**GIVEN PROBLEM 1**
Answer these questions using the data description for the bot-detection competition:
(a) How many bids does the bid dataset contain?
(b) Why does the bid dataset not list an amount for each bid?
(c) What is the source of the competition data?
**GIVEN PROBLEM 2**
Repeat the portion of the bot-detection competition data description from "The online auction" to "with a bidder. These are obfuscated to protect privacy." word for word.

start EXCERPT PROVIDED

Kaggle Project. Facebook Recruiting IV: Human or Robot?
Predict if an online bid is made by a machine or a human
Data
Description
There are two datasets in this competition. One is a bidder dataset that includes a list of bidder information, including their id, payment account, and address. The other is a bid dataset that includes 7.6 million bids on different auctions. The bids in this dataset are all made by mobile devices.
The online auction platform has a fixed increment of dollar amount for each bid, so it doesn't include an amount for each bid. You are welcome to learn the bidding behavior from the time of the bids, the auction, or the device.
The data in this competition comes from an online platform, not from Facebook.
Files
- train.csv - the training set from the bidder dataset
- test.csv - the test set from the bidder dataset
- sampleSubmission.csv - a sample submission file in the correct format
- bids.csv - the bid dataset
Data fields
the bidder dataset
- bidder_id – Unique identifier of a bidder.
- payment_account – Payment account associated with a bidder. These are obfuscated to protect privacy.
- address – Mailing address of a bidder. These are obfuscated to protect privacy.

end EXCERPT PROVIDED
start STORED RECORDS

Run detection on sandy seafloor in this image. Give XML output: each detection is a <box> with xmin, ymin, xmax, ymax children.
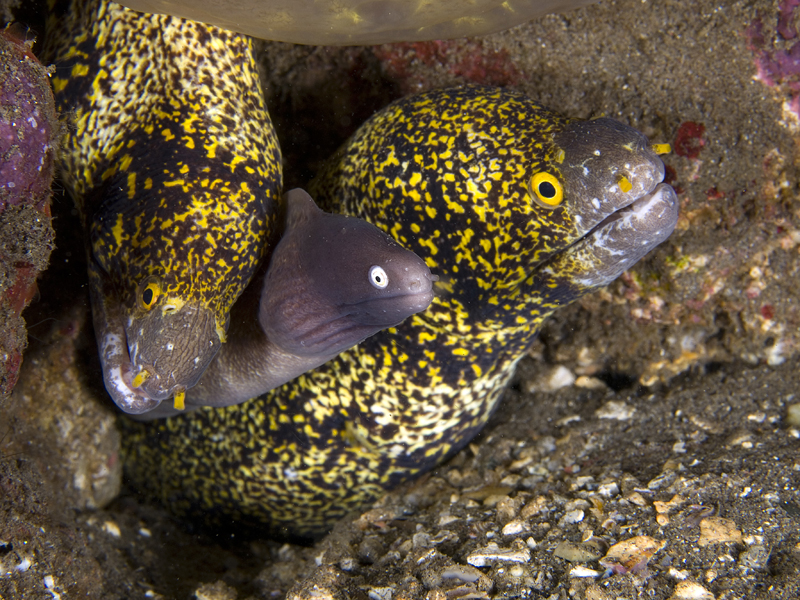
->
<box><xmin>0</xmin><ymin>0</ymin><xmax>800</xmax><ymax>600</ymax></box>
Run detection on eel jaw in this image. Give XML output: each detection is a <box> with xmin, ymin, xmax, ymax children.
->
<box><xmin>567</xmin><ymin>183</ymin><xmax>679</xmax><ymax>288</ymax></box>
<box><xmin>98</xmin><ymin>331</ymin><xmax>161</xmax><ymax>415</ymax></box>
<box><xmin>125</xmin><ymin>302</ymin><xmax>224</xmax><ymax>403</ymax></box>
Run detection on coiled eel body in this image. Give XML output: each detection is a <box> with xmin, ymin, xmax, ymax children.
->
<box><xmin>123</xmin><ymin>86</ymin><xmax>678</xmax><ymax>536</ymax></box>
<box><xmin>45</xmin><ymin>0</ymin><xmax>282</xmax><ymax>414</ymax></box>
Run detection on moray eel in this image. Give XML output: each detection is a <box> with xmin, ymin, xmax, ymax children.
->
<box><xmin>123</xmin><ymin>86</ymin><xmax>678</xmax><ymax>537</ymax></box>
<box><xmin>45</xmin><ymin>0</ymin><xmax>282</xmax><ymax>414</ymax></box>
<box><xmin>140</xmin><ymin>189</ymin><xmax>436</xmax><ymax>419</ymax></box>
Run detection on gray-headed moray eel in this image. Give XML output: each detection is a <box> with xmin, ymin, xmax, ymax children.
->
<box><xmin>140</xmin><ymin>189</ymin><xmax>435</xmax><ymax>419</ymax></box>
<box><xmin>123</xmin><ymin>86</ymin><xmax>678</xmax><ymax>536</ymax></box>
<box><xmin>45</xmin><ymin>0</ymin><xmax>282</xmax><ymax>414</ymax></box>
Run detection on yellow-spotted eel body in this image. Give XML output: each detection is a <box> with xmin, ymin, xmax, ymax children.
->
<box><xmin>124</xmin><ymin>86</ymin><xmax>677</xmax><ymax>536</ymax></box>
<box><xmin>46</xmin><ymin>0</ymin><xmax>281</xmax><ymax>413</ymax></box>
<box><xmin>139</xmin><ymin>189</ymin><xmax>436</xmax><ymax>419</ymax></box>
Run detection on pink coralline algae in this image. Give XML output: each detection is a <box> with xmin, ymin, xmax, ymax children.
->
<box><xmin>744</xmin><ymin>0</ymin><xmax>800</xmax><ymax>117</ymax></box>
<box><xmin>372</xmin><ymin>40</ymin><xmax>520</xmax><ymax>91</ymax></box>
<box><xmin>0</xmin><ymin>29</ymin><xmax>58</xmax><ymax>395</ymax></box>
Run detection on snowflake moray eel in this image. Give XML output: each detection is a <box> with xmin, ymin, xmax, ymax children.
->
<box><xmin>123</xmin><ymin>86</ymin><xmax>678</xmax><ymax>537</ymax></box>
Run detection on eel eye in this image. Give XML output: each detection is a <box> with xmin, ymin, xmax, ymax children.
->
<box><xmin>369</xmin><ymin>265</ymin><xmax>389</xmax><ymax>290</ymax></box>
<box><xmin>530</xmin><ymin>171</ymin><xmax>564</xmax><ymax>208</ymax></box>
<box><xmin>138</xmin><ymin>277</ymin><xmax>161</xmax><ymax>310</ymax></box>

end STORED RECORDS

**TASK SOLUTION 1**
(a) 7.6 million bids.
(b) The online auction platform uses a fixed dollar increment for each bid.
(c) An online platform, not Facebook.

**TASK SOLUTION 2**
The online auction platform has a fixed increment of dollar amount for each bid, so it doesn't include an amount for each bid. You are welcome to learn the bidding behavior from the time of the bids, the auction, or the device.
The data in this competition comes from an online platform, not from Facebook.
Files
- train.csv - the training set from the bidder dataset
- test.csv - the test set from the bidder dataset
- sampleSubmission.csv - a sample submission file in the correct format
- bids.csv - the bid dataset
Data fields
the bidder dataset
- bidder_id – Unique identifier of a bidder.
- payment_account – Payment account associated with a bidder. These are obfuscated to protect privacy.